Start of Supplied material

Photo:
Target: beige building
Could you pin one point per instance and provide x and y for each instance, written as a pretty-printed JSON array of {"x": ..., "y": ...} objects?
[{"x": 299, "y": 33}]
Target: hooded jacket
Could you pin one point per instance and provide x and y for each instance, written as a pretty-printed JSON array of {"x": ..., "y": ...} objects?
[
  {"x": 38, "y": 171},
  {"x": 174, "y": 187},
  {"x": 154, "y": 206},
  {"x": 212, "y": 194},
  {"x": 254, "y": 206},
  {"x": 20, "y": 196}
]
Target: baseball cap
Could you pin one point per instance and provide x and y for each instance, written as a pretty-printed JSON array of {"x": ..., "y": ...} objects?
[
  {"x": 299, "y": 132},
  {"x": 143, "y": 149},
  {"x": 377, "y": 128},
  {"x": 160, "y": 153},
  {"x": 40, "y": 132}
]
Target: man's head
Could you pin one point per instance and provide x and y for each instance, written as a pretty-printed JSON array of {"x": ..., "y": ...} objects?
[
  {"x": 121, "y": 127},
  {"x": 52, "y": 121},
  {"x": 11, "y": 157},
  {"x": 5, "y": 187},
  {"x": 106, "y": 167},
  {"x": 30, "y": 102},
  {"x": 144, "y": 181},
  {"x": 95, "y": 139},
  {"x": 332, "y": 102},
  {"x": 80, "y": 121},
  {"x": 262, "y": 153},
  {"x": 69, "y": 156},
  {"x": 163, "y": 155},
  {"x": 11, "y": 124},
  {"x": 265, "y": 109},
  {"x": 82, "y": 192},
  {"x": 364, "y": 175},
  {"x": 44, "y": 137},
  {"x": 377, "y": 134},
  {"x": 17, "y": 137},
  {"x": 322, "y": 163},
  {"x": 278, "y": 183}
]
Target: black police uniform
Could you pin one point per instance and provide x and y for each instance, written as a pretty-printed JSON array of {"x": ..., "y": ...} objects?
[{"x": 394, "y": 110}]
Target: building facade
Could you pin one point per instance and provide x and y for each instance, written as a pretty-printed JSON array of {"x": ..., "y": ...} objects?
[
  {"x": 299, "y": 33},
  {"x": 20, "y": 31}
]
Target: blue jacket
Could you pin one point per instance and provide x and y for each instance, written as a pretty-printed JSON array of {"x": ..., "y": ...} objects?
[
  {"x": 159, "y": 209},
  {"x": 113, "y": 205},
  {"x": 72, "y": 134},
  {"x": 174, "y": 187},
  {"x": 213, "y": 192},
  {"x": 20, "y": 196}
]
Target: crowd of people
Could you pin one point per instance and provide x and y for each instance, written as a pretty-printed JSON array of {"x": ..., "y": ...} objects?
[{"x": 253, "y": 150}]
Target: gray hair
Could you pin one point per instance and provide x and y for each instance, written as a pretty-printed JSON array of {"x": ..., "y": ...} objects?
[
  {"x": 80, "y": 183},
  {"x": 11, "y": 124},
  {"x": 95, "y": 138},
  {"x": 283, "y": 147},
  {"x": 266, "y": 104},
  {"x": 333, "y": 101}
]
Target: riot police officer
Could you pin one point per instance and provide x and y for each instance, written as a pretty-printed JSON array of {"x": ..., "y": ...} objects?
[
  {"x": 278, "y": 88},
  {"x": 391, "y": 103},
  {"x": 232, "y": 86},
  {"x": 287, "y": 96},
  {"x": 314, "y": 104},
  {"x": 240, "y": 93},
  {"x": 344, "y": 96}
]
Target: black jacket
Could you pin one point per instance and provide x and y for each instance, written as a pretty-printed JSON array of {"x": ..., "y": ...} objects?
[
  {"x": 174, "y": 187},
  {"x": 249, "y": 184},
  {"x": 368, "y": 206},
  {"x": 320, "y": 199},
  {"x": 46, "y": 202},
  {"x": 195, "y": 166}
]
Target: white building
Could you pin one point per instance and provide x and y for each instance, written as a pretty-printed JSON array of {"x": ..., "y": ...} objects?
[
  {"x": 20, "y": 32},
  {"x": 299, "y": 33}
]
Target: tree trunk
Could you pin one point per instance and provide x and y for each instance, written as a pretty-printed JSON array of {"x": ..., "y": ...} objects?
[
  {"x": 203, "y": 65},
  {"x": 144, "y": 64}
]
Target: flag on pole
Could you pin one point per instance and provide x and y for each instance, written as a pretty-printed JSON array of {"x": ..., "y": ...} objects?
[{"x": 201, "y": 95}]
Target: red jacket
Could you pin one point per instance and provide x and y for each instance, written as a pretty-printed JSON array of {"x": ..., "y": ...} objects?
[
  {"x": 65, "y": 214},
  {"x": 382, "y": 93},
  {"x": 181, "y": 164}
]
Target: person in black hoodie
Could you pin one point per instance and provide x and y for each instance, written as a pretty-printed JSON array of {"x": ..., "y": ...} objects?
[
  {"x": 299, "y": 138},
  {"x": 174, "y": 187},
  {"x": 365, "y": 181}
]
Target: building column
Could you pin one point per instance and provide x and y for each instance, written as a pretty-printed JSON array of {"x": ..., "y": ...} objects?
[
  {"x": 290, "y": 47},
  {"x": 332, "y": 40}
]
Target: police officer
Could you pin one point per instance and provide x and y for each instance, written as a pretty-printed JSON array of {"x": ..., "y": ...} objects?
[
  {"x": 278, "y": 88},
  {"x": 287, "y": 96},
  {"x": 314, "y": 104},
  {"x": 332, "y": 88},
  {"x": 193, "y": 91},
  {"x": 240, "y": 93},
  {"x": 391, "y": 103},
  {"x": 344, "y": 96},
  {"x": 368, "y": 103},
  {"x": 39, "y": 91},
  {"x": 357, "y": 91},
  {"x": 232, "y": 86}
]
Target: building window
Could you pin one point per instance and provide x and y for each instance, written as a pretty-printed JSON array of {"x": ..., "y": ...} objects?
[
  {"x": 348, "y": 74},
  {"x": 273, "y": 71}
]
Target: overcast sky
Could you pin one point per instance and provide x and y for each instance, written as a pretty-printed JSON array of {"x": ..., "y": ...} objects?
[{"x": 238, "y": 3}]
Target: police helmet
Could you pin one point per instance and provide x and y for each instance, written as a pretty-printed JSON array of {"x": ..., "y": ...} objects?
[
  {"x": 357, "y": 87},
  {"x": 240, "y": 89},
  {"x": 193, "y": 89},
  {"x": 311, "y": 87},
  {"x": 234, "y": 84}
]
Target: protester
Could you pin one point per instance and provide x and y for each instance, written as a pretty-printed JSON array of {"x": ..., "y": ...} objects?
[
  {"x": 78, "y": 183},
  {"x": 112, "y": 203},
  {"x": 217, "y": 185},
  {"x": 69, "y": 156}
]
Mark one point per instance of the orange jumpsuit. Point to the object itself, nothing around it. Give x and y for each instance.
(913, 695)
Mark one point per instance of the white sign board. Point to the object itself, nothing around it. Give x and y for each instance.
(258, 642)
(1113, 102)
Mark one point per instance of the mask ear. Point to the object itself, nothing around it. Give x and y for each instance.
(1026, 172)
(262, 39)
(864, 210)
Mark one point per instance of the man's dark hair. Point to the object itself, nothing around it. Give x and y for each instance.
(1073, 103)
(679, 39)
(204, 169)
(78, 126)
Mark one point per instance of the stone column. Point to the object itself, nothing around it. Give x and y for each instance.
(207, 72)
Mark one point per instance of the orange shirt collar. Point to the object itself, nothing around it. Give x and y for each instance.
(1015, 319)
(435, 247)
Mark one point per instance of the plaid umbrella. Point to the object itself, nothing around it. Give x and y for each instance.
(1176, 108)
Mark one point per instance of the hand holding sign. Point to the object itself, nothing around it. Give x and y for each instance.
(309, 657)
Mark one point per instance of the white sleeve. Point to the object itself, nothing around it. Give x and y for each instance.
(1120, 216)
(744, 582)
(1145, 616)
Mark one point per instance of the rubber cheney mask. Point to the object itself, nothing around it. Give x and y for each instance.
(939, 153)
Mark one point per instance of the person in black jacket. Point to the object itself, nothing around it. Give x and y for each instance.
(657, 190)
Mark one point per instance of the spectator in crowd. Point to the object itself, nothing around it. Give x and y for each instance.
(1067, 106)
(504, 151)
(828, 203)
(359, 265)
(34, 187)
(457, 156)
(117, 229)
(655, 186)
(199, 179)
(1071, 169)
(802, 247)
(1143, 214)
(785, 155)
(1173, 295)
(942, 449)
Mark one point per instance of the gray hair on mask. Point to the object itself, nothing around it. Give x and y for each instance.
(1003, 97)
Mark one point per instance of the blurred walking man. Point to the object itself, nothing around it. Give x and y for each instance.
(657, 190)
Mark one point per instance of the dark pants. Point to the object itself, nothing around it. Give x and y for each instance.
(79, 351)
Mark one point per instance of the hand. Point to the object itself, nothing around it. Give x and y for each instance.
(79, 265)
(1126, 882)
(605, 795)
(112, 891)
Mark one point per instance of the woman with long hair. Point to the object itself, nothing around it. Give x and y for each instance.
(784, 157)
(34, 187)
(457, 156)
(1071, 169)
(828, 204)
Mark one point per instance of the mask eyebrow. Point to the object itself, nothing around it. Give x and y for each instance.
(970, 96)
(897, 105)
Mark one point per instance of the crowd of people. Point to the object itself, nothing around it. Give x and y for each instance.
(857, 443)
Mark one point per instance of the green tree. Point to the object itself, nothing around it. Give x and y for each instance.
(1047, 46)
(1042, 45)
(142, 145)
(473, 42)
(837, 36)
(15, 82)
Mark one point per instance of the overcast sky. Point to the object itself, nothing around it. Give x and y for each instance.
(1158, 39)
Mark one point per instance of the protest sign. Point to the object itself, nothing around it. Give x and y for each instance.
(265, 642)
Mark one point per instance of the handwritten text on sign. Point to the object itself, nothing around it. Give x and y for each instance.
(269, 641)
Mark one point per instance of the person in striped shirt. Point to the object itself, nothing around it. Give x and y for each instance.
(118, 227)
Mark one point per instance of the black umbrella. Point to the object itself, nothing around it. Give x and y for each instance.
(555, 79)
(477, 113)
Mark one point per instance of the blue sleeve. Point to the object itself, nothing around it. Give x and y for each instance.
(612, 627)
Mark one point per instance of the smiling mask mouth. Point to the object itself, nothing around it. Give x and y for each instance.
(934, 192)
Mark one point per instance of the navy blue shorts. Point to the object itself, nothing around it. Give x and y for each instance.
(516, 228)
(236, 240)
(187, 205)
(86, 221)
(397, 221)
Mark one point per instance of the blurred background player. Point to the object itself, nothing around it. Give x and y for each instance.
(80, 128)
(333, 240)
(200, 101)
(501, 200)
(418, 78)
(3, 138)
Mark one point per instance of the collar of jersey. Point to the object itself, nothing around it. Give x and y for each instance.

End of Supplied material

From the entries above, extract only the lines running from the one containing "Target: blue jacket" through the one containing "Target: gray hair", inclusive.

• Output of the exercise
Target: blue jacket
Could you pin one point per instance and provide x and y for each instance, written as a pretty-printed JSON array of {"x": ..., "y": ...} objects?
[
  {"x": 159, "y": 209},
  {"x": 113, "y": 205},
  {"x": 72, "y": 134},
  {"x": 174, "y": 187},
  {"x": 213, "y": 192},
  {"x": 20, "y": 196}
]
Target: crowd of people
Could you pin one point per instance and provide x and y for each instance, written as a pretty-printed JSON array of {"x": ..., "y": ...} objects?
[{"x": 253, "y": 150}]
Target: gray hair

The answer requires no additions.